読解本文 »
╭──
決済代行サービス会社が決済サービス契約の相手方に対し,クレジットカード情報の漏えいによる損害賠償を請求した事件。クレジットカード情報の保管,管理の義務履行が争点となっている。

事案の概要

クレジットカード決済代行サービス業のXは,クーポン購入サイト運営者Yとの間で,決済サービス契約を締結した。その約款には,契約者(Y)は,会員のカード情報,Xの決済システムを第三者に閲覧,改ざん又は破壊されないための措置を講じるとともに,契約者のサイトを第三者に改ざん又は破壊されないための措置を講じる義務が定められていた(以下「本件義務」)。そして,本件義務に違反したことによってXに生じた一切の損害を賠償する旨の定めもおかれていた。


Yは,グルーポンの購入サイト(以下「本件サイト」)を制作し,平成22年6月25日に,Xの決済システムと接続し,同年7月8日に本件サイトの運営を開始した。


同年10月30日には,Yの顧客からクレジットカードの不正利用の報告が入り,漏えいの疑いが生じたため,11月4日には,本件サイトを停止した。なお,本件サイトの制作会社によれば,漏えいした件数は最大603件とされている。

ここで取り上げる争点

(1)Xは本件義務を履行したか
(2)Xに生じた損害の額

裁判所の判断

争点(1)義務履行について

漏えいの経緯について裁判所は次のように述べている。
╰──
物体の位置指示に関するデータセットの抜粋
╭──
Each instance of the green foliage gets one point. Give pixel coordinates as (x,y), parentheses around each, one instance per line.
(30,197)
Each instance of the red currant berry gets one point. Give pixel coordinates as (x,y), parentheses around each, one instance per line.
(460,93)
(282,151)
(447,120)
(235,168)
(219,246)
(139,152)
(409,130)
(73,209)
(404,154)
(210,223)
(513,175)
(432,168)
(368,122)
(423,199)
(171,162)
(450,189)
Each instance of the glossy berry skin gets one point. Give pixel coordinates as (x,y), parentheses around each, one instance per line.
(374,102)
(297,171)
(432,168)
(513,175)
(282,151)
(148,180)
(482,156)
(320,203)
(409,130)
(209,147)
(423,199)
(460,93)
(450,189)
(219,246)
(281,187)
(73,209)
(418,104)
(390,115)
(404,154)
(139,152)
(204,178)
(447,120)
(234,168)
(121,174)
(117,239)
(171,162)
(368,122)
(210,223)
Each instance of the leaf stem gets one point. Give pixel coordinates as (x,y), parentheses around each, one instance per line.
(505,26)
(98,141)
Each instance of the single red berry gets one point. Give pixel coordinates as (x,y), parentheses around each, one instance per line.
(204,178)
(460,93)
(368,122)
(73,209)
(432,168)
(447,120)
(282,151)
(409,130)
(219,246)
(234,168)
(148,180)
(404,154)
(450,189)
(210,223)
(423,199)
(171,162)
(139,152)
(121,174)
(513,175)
╰──
短い課題 1 » 記録のうち、「Each instance of the single」を含む行から記録の末尾までのすべてを、両端の行も含めて一字一句変えずに書き写しなさい。
短い課題 2 » クレジットカード情報の漏えいをめぐる判例の本文について、最後に示された文の後から続きを書きなさい。

解答 1 »
Each instance of the single red berry gets one point. Give pixel coordinates as (x,y), parentheses around each, one instance per line.
(204,178)
(460,93)
(368,122)
(73,209)
(432,168)
(447,120)
(282,151)
(409,130)
(219,246)
(234,168)
(148,180)
(404,154)
(450,189)
(210,223)
(423,199)
(171,162)
(139,152)
(121,174)
(513,175)

解答 2 »
本件では,Yが本件サイトにおいてアクセスログを残すように設定していなかったため,いかなる経緯でYの顧客のクレジットカード情報が漏えいしたのかについては明らかになっていないが,前記第2の1(5)の事実経過やYの多数の顧客のクレジットカード情報が漏えいしていること,Yも本件サイトから顧客情報が流出した事故が起こったと認識していたことにかんがみると,本件サイトに何らかの不正なアクセス等が行われることによってYの顧客のクレジットカード情報が漏えいしたことが推認される。

そして,本件義務に基づいてYは会員のカード情報等を第三者に閲覧等されないように本件サイトを適切に管理する義務を負っていたとしつつ,具体的な対策として次のようなものを挙げた。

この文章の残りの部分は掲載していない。